(DIRECTION)
Pick out each line below that contains the word "whiskers" and copy those lines.

--- BEGIN ---

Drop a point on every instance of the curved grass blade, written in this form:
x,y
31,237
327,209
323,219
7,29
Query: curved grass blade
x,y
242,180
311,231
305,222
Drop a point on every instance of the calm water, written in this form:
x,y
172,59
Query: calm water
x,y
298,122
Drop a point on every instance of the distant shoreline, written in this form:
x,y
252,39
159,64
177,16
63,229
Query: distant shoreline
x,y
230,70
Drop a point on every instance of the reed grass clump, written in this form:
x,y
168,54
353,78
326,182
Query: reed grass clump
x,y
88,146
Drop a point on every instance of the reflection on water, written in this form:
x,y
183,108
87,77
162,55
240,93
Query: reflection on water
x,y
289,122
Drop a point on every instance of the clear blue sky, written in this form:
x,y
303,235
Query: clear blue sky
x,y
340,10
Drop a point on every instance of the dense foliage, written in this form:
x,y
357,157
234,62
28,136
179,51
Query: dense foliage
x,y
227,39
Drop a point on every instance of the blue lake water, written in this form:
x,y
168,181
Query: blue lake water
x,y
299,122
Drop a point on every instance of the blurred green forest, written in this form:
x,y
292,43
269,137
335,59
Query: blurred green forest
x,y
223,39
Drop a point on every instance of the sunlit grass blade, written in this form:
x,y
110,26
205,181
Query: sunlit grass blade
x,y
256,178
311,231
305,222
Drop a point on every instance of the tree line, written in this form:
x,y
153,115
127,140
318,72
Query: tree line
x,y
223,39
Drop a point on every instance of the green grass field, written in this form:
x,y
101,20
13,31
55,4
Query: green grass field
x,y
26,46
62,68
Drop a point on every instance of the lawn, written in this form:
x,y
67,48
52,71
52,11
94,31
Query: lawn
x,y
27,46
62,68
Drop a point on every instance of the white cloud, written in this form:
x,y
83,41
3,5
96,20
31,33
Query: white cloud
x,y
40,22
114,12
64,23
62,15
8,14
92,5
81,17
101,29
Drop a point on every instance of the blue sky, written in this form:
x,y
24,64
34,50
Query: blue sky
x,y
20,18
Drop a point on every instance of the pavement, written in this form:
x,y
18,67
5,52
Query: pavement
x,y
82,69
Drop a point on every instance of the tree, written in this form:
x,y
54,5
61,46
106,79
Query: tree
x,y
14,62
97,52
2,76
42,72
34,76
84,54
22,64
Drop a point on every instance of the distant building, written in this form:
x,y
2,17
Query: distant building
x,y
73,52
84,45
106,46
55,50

--- END ---
--- BEGIN ---

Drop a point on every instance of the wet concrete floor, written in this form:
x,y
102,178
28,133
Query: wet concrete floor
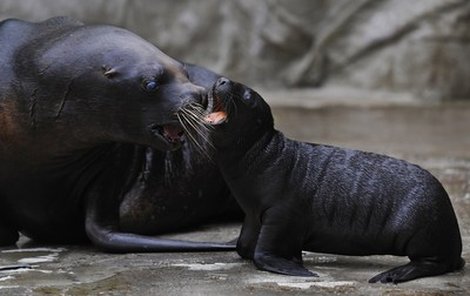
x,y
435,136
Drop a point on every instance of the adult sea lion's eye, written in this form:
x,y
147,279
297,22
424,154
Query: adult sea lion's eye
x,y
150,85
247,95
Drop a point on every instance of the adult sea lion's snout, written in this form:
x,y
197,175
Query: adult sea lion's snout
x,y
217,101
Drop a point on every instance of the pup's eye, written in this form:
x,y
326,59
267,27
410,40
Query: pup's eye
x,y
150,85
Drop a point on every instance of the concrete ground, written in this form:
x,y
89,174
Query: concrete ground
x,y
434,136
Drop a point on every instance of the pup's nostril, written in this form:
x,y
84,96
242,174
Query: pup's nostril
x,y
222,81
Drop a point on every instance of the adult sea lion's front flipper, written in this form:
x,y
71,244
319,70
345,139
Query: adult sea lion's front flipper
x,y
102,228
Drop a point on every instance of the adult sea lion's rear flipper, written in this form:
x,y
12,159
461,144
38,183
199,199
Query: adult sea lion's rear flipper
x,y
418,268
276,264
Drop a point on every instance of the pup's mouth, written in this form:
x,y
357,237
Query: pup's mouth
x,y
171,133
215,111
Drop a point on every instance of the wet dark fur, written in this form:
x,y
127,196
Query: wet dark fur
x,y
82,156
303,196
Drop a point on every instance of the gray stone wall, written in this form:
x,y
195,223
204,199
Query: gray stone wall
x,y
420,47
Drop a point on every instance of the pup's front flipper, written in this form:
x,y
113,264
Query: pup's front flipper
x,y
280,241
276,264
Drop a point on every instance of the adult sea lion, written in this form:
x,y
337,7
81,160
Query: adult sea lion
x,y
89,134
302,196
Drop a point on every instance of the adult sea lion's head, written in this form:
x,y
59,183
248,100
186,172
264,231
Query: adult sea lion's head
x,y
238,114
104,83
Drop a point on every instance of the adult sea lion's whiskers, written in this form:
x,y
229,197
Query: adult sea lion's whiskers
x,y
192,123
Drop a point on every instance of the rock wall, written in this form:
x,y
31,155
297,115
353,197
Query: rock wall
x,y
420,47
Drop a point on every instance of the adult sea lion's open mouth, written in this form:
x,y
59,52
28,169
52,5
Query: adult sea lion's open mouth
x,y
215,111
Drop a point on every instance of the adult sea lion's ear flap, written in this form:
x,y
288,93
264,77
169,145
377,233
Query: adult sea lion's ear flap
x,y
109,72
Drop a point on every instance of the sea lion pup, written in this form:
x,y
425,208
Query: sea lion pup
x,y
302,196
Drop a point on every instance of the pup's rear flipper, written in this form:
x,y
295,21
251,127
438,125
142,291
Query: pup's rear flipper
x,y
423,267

--- END ---
--- BEGIN ---

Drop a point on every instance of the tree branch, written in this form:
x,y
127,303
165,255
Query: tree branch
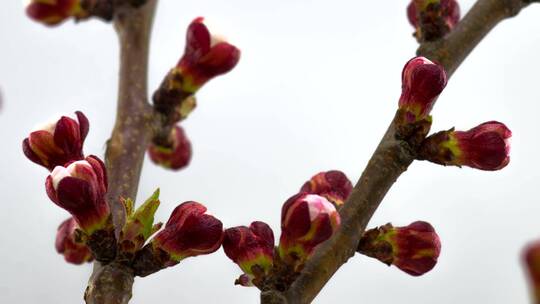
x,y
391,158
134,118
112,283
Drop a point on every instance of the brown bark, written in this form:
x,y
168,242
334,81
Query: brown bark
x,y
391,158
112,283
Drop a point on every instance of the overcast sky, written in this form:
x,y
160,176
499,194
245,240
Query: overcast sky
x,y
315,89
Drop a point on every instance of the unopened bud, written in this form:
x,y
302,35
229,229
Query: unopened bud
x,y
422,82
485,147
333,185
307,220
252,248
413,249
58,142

--- END ---

(TASK RESULT)
Drop a point on every instance of the adult sea lion's whiskers, written in this form:
Query: adult sea lion's whiskers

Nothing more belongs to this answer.